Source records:

"""

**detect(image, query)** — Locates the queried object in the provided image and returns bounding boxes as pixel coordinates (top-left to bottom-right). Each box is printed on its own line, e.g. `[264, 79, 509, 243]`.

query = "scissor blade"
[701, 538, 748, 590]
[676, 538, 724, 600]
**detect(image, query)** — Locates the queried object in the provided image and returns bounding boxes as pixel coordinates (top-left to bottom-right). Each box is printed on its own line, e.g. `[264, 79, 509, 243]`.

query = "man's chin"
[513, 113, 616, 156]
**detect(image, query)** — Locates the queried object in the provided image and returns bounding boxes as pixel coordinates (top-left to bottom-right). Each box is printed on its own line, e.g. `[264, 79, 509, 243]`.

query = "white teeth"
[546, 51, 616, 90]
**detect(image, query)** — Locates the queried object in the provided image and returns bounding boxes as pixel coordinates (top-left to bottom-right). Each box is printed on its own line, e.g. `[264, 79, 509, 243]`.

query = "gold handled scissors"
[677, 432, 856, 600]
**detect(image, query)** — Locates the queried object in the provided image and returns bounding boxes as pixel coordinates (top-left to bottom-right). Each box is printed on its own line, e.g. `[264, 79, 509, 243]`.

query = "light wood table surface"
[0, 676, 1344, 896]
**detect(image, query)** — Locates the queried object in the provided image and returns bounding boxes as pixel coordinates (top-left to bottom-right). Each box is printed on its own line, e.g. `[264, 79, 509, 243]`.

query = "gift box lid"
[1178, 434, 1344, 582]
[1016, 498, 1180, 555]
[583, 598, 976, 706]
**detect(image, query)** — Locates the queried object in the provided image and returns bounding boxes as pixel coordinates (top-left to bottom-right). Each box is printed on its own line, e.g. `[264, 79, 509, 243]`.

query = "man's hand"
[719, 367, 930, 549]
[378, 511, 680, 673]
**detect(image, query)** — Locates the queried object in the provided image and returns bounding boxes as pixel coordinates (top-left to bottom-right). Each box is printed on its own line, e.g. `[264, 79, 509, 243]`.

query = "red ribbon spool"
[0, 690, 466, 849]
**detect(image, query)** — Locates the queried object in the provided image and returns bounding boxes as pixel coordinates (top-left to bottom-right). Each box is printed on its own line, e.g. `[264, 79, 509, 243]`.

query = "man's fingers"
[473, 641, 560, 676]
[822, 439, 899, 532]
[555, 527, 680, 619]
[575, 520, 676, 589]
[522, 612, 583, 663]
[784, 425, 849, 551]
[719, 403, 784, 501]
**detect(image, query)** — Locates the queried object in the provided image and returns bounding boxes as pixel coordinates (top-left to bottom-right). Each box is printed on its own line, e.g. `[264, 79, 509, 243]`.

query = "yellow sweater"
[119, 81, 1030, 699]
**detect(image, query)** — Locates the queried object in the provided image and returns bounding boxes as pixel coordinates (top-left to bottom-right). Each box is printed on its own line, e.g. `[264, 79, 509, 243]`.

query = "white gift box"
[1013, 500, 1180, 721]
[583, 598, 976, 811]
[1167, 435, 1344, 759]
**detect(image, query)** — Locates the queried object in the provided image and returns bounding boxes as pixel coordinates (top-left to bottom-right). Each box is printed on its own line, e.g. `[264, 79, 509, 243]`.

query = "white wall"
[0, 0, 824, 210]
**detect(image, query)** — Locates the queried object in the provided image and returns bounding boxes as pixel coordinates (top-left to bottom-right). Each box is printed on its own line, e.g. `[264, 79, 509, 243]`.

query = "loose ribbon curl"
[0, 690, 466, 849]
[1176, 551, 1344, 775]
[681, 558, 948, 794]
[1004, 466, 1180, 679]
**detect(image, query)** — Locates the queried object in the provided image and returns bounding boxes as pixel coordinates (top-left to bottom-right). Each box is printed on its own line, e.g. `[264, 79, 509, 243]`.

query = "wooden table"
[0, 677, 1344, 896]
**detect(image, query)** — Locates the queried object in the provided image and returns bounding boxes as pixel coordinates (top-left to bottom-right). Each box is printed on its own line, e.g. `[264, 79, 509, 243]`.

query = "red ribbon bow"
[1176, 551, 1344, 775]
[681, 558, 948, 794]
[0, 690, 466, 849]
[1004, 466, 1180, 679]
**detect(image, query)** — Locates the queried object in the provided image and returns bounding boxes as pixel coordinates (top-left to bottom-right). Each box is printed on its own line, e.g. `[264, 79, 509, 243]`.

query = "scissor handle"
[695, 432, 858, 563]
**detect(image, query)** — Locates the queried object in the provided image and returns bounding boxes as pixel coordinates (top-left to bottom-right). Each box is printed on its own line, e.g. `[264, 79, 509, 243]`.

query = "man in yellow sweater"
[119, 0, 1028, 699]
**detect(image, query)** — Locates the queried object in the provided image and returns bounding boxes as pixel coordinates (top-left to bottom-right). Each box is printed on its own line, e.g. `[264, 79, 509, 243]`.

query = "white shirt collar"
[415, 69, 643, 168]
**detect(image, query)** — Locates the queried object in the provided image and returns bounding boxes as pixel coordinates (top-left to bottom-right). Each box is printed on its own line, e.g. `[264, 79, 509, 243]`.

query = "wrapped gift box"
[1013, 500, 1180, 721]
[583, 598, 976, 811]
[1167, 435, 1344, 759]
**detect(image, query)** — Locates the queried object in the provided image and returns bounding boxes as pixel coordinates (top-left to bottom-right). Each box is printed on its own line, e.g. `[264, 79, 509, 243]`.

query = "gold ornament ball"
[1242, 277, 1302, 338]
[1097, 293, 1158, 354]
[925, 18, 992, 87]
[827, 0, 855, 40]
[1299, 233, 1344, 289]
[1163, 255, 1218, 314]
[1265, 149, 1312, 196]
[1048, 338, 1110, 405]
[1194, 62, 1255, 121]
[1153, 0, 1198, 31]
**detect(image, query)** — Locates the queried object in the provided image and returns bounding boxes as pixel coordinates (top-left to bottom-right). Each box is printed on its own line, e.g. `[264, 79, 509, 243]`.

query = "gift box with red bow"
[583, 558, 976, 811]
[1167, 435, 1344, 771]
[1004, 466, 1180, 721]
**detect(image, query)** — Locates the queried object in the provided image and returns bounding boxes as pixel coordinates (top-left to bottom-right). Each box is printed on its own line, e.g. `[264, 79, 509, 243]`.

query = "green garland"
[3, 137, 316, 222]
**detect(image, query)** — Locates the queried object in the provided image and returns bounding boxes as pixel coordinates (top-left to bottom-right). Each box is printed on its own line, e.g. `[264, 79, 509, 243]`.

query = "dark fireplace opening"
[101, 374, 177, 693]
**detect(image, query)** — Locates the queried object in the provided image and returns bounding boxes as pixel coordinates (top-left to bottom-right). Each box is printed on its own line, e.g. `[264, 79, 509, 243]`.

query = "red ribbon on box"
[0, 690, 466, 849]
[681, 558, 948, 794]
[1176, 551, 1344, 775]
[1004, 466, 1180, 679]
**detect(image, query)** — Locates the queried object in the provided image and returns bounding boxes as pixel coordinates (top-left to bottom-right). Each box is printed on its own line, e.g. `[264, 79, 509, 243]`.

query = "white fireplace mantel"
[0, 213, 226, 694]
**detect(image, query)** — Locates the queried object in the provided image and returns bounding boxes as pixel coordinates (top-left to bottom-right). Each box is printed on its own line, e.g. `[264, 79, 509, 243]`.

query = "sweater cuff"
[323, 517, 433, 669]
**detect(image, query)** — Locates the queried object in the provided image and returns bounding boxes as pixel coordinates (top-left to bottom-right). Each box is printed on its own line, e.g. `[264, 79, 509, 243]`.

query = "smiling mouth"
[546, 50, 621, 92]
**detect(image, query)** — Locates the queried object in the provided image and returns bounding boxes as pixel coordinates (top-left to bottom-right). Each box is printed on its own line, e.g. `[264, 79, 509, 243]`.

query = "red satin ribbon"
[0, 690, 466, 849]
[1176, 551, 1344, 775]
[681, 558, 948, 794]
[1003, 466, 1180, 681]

"""

[Problem description] Print the whole listing exactly as it is.

[Output below]
**detect(image, query)** — Locates the queried object in the provided image and returns bounding boxes as pixel coordinates (top-left to bottom-right). Each box is printed on its own line, e.g. `[264, 79, 509, 243]`.

query = "scissor blade"
[701, 538, 748, 590]
[676, 538, 724, 600]
**detect(image, query)** — Locates the queried object in the provided image and returns bounding boxes as pixel coordinates (top-left to bottom-right). Each box is printed on its own line, e.g. `[264, 79, 509, 243]`.

query = "man's chin"
[513, 113, 616, 156]
**detect(image, query)** — Locates the queried object in the provided image and returns bounding boxes as pixel coordinates (top-left to bottom-right). Each box is printed on its own line, e.g. `[264, 79, 509, 243]`.

query = "white teeth"
[546, 51, 616, 90]
**detect(image, query)** — Locates the queried object in the provided image and returns bounding boxes as pixel coordinates (top-left to bottom-right). Each box is printed on its own line, e.g. `[264, 79, 509, 243]`.

query = "gold handled scissors"
[677, 432, 856, 600]
**detect(image, query)** — Locates the queried object in the provided image and returns bounding boxes as pixel coordinates (top-left to bottom-right). Each box is printed on its own line, e.g. `[264, 79, 509, 243]`.

query = "light wood table surface"
[0, 676, 1344, 896]
**detect(image, query)** — Locates the queried object in the provided image and returns bounding boxes as pixel coordinates (top-left to bottom-right). Each box is printed on its own line, e.g. `[264, 79, 509, 243]`.

query = "gift box lid"
[1178, 434, 1344, 582]
[1016, 498, 1180, 555]
[583, 598, 976, 706]
**detect(image, query)** — Locates the queried object in the provided image and returns bounding boxes as pixel coordinates (top-left to bottom-right). Each box is printed on its own line, e.g. `[264, 79, 509, 243]`.

query = "man's hand"
[719, 367, 930, 549]
[378, 511, 680, 673]
**detect(image, query)** — Locates the queried object in the provided image and returns bounding boxes as pixel coordinates (top-left to bottom-right). Each box is printed on its own line, e.g. `[264, 79, 509, 243]`.

query = "red ribbon spool"
[0, 690, 466, 849]
**detect(image, query)** — Locates the queried object in the provided image and returns bounding boxes as pixel coordinates (top-left to bottom-right). Each box is printed on its own line, e.g. `[264, 79, 509, 243]`.

query = "man's fingers"
[473, 641, 560, 676]
[822, 439, 899, 532]
[555, 527, 680, 619]
[575, 520, 676, 589]
[522, 612, 583, 663]
[784, 425, 849, 551]
[719, 403, 784, 501]
**detect(image, query)** — Locates the queried object in the provided image and returns bounding boxes as pixel coordinates (top-left to bottom-right). Each box is printed on its own line, e.g. `[264, 79, 509, 243]`.

query = "yellow sweater"
[119, 81, 1030, 699]
**detect(image, query)** — Locates the queried object in the provided image and returns bounding boxes as pixel coordinates (top-left to bottom-right). Each box is printed on its own line, e.g. `[264, 79, 509, 243]`.

query = "white gift box"
[1013, 500, 1180, 721]
[583, 598, 976, 811]
[1167, 435, 1344, 759]
**detect(image, query)** — Locates the queried object in the provided image and returns bounding boxes as pixel coordinates (top-left to bottom-right). Each box is printed on its own line, e.g. `[264, 79, 509, 243]`.

query = "white wall"
[0, 0, 824, 210]
**detect(image, query)** — Locates the queried object in the provided image and returns bounding boxes as pixel coordinates (top-left to bottom-right). Each box is printed on its own line, e.g. `[264, 79, 509, 243]`.

query = "loose ribbon curl"
[0, 690, 466, 849]
[1176, 551, 1344, 775]
[681, 558, 948, 794]
[1004, 466, 1180, 679]
**detect(image, query)** — Locates the queried object in the provided image and returns bounding boxes as pixel coordinates (top-left to bottom-right). Each box is printed on its own line, e.g. `[264, 79, 509, 243]`.

query = "wooden table"
[0, 677, 1344, 896]
**detect(image, query)** — Locates the queried object in the provided image and returns bounding boxes as pixel coordinates (top-left to bottom-right). Each box is printed on its own line, e.g. `[264, 79, 509, 243]`.

query = "red ribbon bow"
[1176, 551, 1344, 775]
[681, 558, 948, 794]
[0, 690, 466, 849]
[1004, 466, 1180, 679]
**detect(image, query)** — Locates the queried object in the provided image and returns bounding boxes as pixel coordinates (top-left to bottom-right). Each box is printed on its own line, e.g. `[264, 79, 509, 243]`.

query = "scissor handle"
[695, 432, 858, 563]
**detect(image, query)** — Locates the queried object in the provided image and returns bounding boxes as pixel coordinates (top-left to bottom-right). Each box is printed on its own line, e.g. `[264, 79, 509, 243]`.

query = "man in yellow sweater"
[119, 0, 1028, 699]
**detect(image, query)** — Locates the queried object in the provided image and returns bounding boxes as pixel coordinates (top-left to bottom-right). Each box is printed on its own line, e.g. `[264, 79, 509, 243]`.

query = "white shirt collar"
[415, 69, 643, 168]
**detect(image, query)** — Locates the queried object in the provided image and returns bounding boxes as pixel coordinates (top-left to bottom-right). Each box is printed on its own line, e.g. `[264, 79, 509, 243]`.

query = "wrapped gift box"
[1013, 500, 1180, 721]
[583, 598, 976, 811]
[1167, 435, 1344, 759]
**detect(image, query)** — Locates the queried object in the provided image and returns bounding boxes as pixel coordinates (top-left to bottom-right). Each box is printed on its own line, e.g. `[264, 79, 509, 243]`.

query = "gold ornament ball"
[1242, 277, 1302, 338]
[1097, 293, 1158, 354]
[925, 18, 992, 87]
[827, 0, 855, 40]
[1299, 233, 1344, 289]
[1163, 255, 1218, 314]
[1265, 149, 1312, 196]
[1048, 338, 1110, 405]
[1194, 62, 1255, 121]
[1153, 0, 1198, 31]
**detect(image, query)** — Locates the queried object in the provided image and returns bounding boxes as pixel coordinates (top-left to bottom-right). Each box is printed on its own line, e.g. `[264, 79, 509, 243]`.

query = "gift box with red bow"
[583, 558, 976, 811]
[1167, 435, 1344, 771]
[1004, 466, 1180, 721]
**detect(image, query)** — Locates the queried object in the provided image and returns bounding boxes as pixel coordinates (top-left to bottom-right). Each box is printed on its own line, e.g. `[264, 79, 509, 243]`.

query = "green garland"
[3, 137, 316, 222]
**detect(image, query)** — Locates the queried object in the provided image and returns bounding boxes as pixel coordinates (top-left to bottom-right). Each box is printed on its own line, e.g. `[264, 79, 509, 243]`.

query = "dark fireplace opening"
[101, 374, 177, 693]
**detect(image, query)** — Locates the queried object in the provided image and returns bounding boxes as pixel coordinates (top-left to bottom-right). Each box is printed on its own line, e.g. `[264, 79, 509, 243]`.

query = "red ribbon on box"
[0, 690, 466, 849]
[681, 558, 948, 794]
[1176, 551, 1344, 775]
[1004, 466, 1180, 679]
**detect(image, query)** — Locates the queried object in the provided image and returns bounding boxes as pixel coordinates (top-left to bottom-right). Each box is printed on its own line, e.g. `[264, 79, 509, 243]`.

query = "white fireplace mantel"
[0, 213, 226, 694]
**detect(image, query)** — Locates the queried object in the provided image and returns bounding boxes as pixel coordinates (top-left to bottom-right). Each box is printed on its own line, e.g. `[264, 79, 509, 243]`.

query = "sweater cuff"
[323, 517, 433, 669]
**detect(image, query)** — Locates the queried object in the provided image and returns bounding boxes as pixel coordinates (top-left to bottom-right). Each box is printed on its own line, e.g. `[264, 79, 509, 243]`.

query = "smiling mouth"
[546, 50, 621, 92]
**detect(image, query)** — Locates the queried object in the provided image and returns bounding boxes as pixel coordinates (top-left to bottom-right). Each box is printed on its own line, e.g. `[264, 79, 509, 243]`.

query = "red satin ribbon"
[0, 690, 466, 849]
[1176, 551, 1344, 775]
[681, 558, 948, 794]
[1003, 466, 1180, 681]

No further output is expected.